**What to produce**
Reproduce the whole listing exactly and let no picture into the copy.

============

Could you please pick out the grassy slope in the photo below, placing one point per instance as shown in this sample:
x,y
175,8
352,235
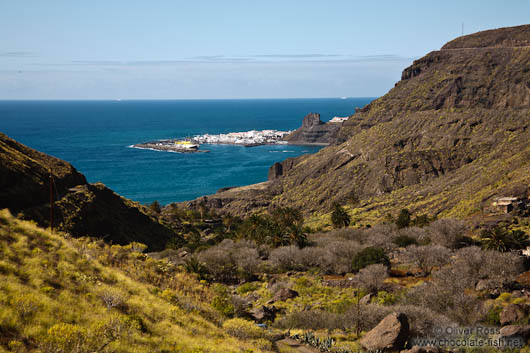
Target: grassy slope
x,y
56,293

============

**Response to the task**
Could you please pick out the grassy slope in the photo below, placing one point per instance as shown in this sample:
x,y
175,8
352,235
Target: grassy slope
x,y
56,293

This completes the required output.